» **Brief**
Rewrite all of the material below, substituting "image" for every occurrence of "screenshot" and keeping everything else unchanged. Omit the pictures from your answer.

Coordinate annotation entries:
★ ★ ★ ★ ★ ★ ★
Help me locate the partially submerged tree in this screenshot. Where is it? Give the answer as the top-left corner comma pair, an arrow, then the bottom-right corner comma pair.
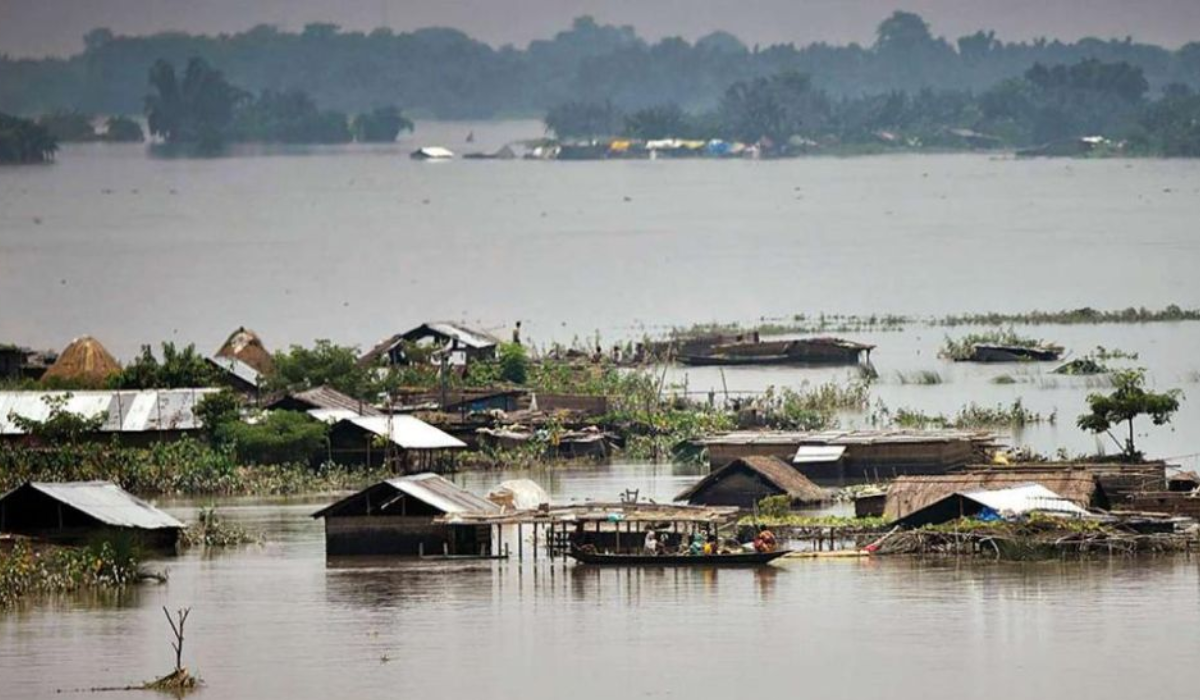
1076,370 -> 1183,461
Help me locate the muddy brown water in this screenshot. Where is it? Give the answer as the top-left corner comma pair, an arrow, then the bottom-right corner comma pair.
0,121 -> 1200,461
7,465 -> 1200,700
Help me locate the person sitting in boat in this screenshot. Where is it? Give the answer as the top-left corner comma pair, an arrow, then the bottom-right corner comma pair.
642,530 -> 659,556
754,526 -> 775,554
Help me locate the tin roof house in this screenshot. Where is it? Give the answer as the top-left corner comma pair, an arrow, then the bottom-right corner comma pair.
0,481 -> 184,550
312,473 -> 502,556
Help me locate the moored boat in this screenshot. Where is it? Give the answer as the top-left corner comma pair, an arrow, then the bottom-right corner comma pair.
568,546 -> 790,567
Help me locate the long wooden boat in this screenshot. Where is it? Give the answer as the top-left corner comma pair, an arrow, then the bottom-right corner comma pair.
568,548 -> 790,567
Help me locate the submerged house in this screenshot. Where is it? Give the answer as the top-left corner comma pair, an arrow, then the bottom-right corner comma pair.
263,387 -> 383,419
329,414 -> 467,473
883,468 -> 1109,522
676,456 -> 829,508
700,430 -> 996,484
0,481 -> 184,550
896,484 -> 1091,527
312,473 -> 502,556
359,322 -> 500,365
209,327 -> 275,396
0,389 -> 217,445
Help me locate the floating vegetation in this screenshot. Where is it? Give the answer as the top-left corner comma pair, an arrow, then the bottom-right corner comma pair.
0,539 -> 140,609
1054,357 -> 1110,377
931,304 -> 1200,325
180,508 -> 262,548
1088,345 -> 1138,361
896,370 -> 943,385
754,381 -> 870,430
941,328 -> 1045,360
884,399 -> 1058,430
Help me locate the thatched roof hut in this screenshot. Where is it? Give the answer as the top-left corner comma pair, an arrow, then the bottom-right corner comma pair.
216,325 -> 275,375
883,468 -> 1109,520
42,335 -> 121,387
676,456 -> 829,508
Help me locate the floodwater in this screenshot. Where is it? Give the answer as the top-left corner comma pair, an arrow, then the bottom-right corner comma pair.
0,122 -> 1200,700
0,121 -> 1200,461
0,465 -> 1200,700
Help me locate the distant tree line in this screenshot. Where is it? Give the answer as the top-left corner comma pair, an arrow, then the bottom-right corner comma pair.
0,12 -> 1200,118
145,58 -> 413,148
545,59 -> 1200,156
0,113 -> 59,164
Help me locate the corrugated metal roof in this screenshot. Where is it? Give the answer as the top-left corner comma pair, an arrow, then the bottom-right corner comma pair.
0,481 -> 184,530
388,473 -> 500,515
961,483 -> 1090,517
288,385 -> 379,415
305,408 -> 359,425
700,429 -> 996,445
0,389 -> 217,435
792,444 -> 846,465
209,355 -> 262,387
346,415 -> 467,449
403,321 -> 499,349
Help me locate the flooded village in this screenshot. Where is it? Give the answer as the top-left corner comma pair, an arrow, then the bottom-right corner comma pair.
0,0 -> 1200,700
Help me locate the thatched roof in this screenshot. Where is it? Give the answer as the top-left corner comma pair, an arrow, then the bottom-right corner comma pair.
883,468 -> 1106,520
216,327 -> 275,375
42,335 -> 121,387
676,456 -> 829,503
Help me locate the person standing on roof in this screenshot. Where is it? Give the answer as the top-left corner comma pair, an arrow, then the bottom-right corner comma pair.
642,528 -> 659,556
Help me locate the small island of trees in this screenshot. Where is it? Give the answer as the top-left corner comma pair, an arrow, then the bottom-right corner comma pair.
0,113 -> 59,164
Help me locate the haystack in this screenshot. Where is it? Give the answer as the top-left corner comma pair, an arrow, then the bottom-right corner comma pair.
42,335 -> 121,387
217,327 -> 275,375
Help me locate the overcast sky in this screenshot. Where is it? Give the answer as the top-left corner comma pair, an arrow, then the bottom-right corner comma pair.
0,0 -> 1200,55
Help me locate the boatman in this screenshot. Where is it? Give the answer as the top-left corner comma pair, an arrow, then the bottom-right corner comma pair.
642,528 -> 659,555
754,525 -> 775,554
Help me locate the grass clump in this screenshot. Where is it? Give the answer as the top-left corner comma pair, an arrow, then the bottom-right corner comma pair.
0,540 -> 140,609
180,508 -> 260,548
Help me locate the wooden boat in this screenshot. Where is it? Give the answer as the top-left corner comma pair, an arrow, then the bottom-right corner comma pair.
568,546 -> 790,567
679,337 -> 875,366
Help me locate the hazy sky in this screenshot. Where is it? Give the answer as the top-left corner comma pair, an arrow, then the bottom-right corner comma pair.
7,0 -> 1200,55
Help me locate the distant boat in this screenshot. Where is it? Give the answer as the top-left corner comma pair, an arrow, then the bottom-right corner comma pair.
410,145 -> 454,161
679,337 -> 875,366
568,546 -> 788,567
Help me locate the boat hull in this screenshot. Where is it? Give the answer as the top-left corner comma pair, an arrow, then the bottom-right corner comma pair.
568,549 -> 788,567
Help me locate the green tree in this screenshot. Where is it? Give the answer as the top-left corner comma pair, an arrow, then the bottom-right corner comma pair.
112,342 -> 217,389
625,103 -> 691,139
8,393 -> 108,445
266,340 -> 385,401
193,389 -> 241,439
103,115 -> 146,143
353,104 -> 413,143
217,411 -> 329,465
719,71 -> 830,144
497,342 -> 529,384
37,109 -> 98,143
232,90 -> 350,143
145,58 -> 248,148
545,102 -> 624,138
1076,370 -> 1183,461
0,113 -> 59,163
★ ★ ★ ★ ★ ★ ★
» **Solution to the exercise**
Help me locate the partially submerged tree in this image. Where is it? Give the answer as the top-left corner comma pair, an arrow, then the bottom-right corner comma pair.
1076,370 -> 1183,461
Help me locate the muddy brown water in this image. Where is it? Give the answer as the top-left corner comma pair, an arrow, then the bottom-right corner comma pair.
0,121 -> 1200,461
7,465 -> 1200,700
Help me locate the person sitting in boat in this image. Where is it? Give the answer as the top-left corner comma pair, an arrow, then the bottom-right corner comma pair.
642,530 -> 659,556
754,526 -> 775,554
Help me locate the tin roof house in this image. Where is it? Give the answer as the top-left corner comma pair, an arrow, then the bottom-right corner comma pair.
0,481 -> 184,550
312,473 -> 502,556
Help me locate the moored boat in this image. Where is it? Give the answer as the top-left corner comma pair, an arrow, then the bottom-right corner comma pair.
568,546 -> 790,567
Help me locate the long wooden boat in this image. Where is it? Give the answer as the top-left corner comma pair, an arrow, then the bottom-right corner comma pair.
568,548 -> 790,567
Help me locate the submerged house in this image. Where is it? Give the answer as the top-left corner comma pair, an arrow, then the bottom-right corner comma pair.
263,387 -> 383,419
329,414 -> 467,473
883,468 -> 1109,522
676,456 -> 829,508
700,430 -> 996,484
0,481 -> 184,550
896,484 -> 1091,527
312,473 -> 502,556
359,322 -> 500,365
209,327 -> 275,396
0,389 -> 217,445
Help me locate the floating vegetation in this image. Where is it? Give the answer as the top-left corner comma pair, an arrow, then the bottom-right corner comma pair.
0,539 -> 140,609
1054,357 -> 1110,377
931,304 -> 1200,325
180,508 -> 262,548
1088,345 -> 1138,361
896,370 -> 943,385
754,381 -> 870,430
941,328 -> 1045,360
884,399 -> 1058,430
Help me locate the thatched roof hut in this image. Where is it? Give the answer as the top-left corner comma pair, an arrow, then the bottom-right corner comma pair.
216,325 -> 275,375
883,468 -> 1109,520
42,335 -> 121,387
676,456 -> 829,508
Help me locate the floodwater in this image. Where is it? Give the answer as the top-left corner comma pair, an arrow, then the bottom-right corner comma pair.
0,122 -> 1200,700
0,121 -> 1200,461
0,465 -> 1200,700
Help me locate the distant tree line in this image. Where is it? Give the answer as the top-left corner comma pair, an arrow, then the bottom-right corner comma pair.
0,12 -> 1200,118
145,58 -> 413,148
545,59 -> 1200,156
0,113 -> 59,164
Help me locate the corrugated metal roof in this image. Where is it? Give the answer as the top-left corner comma pair, an arrow, then the bottom-right corner comma pair.
0,481 -> 184,530
388,473 -> 500,515
961,483 -> 1090,517
288,385 -> 379,415
305,408 -> 359,425
700,429 -> 996,445
0,389 -> 217,435
792,444 -> 846,465
209,355 -> 262,387
346,415 -> 467,449
403,321 -> 499,349
Help me locate the flooded village in this image. Where is it? Give the answer as the top-left corner comma pair, an arrow, then the bottom-right corner comma pair.
0,0 -> 1200,700
Help me locate the thatched roof in this image. Where is it? Give the answer as the top-left corner comma pair, an arrow, then the bottom-right corner comma pair.
883,468 -> 1106,520
216,327 -> 275,375
42,335 -> 121,387
676,456 -> 829,503
Help me locate the person standing on roof in this image. Where is it? Give the answer as the top-left corner comma pair, an arrow, then the bottom-right corner comma pair.
642,528 -> 659,556
Help me locate the small island of trees in this image. Where is it? Give the answer as the top-left corner comma pair, an arrow, then the bottom-right corner comma pair.
0,113 -> 59,164
Help me locate the haystack in this image. Where is it? Give the answer as the top-left corner comma pair, an arrow, then the bottom-right corner comma pair.
42,335 -> 121,387
217,327 -> 275,375
Help me locate the overcast sky in this image. Where is it? Give the answer as the top-left corner comma pair, an arrow, then the bottom-right corner comma pair.
0,0 -> 1200,55
Help me locate the boatman in this image. Where is it? Give the answer as the top-left corner comma pair, an arrow, then the bottom-right corner comma pair.
642,528 -> 659,555
754,525 -> 775,554
Help me locate the grass clump in this image. Where is it? Give the answer as the top-left corner comma pair, an arrow, then the bottom-right corner comma pair.
0,540 -> 140,609
180,508 -> 260,548
Help me locate the wooden boat in this image. Where is it? Give the answer as the top-left corner comma pair, an arrow, then the bottom-right corner comma pair.
568,546 -> 790,567
679,337 -> 875,366
Help me locate the hazy sky in this image. Where is it? Give the answer as the top-left corner comma pair, an arrow, then the bottom-right corner comma pair.
7,0 -> 1200,55
Help me locate the distant boat in this image. Where is it? Give the answer as the top-left corner comma pair, an arrow, then the bottom-right corner comma pair.
410,145 -> 454,161
679,337 -> 875,366
568,546 -> 788,567
Help me locate the boat hull in this image. Where is it? Give the answer as the top-left corner comma pair, an arrow, then the bottom-right corner comma pair.
568,549 -> 788,567
Help me locate the green tree in this image. Where is it? Give the answer as the top-left corner comma pair, an arrow, then the bottom-right corner comma pair.
112,342 -> 217,389
625,103 -> 691,139
8,393 -> 108,445
266,340 -> 385,401
193,389 -> 241,439
103,115 -> 146,143
353,104 -> 413,143
217,411 -> 329,465
719,71 -> 830,144
497,342 -> 529,384
37,109 -> 98,143
232,90 -> 350,143
145,58 -> 248,148
545,102 -> 624,138
1076,370 -> 1183,461
0,113 -> 59,163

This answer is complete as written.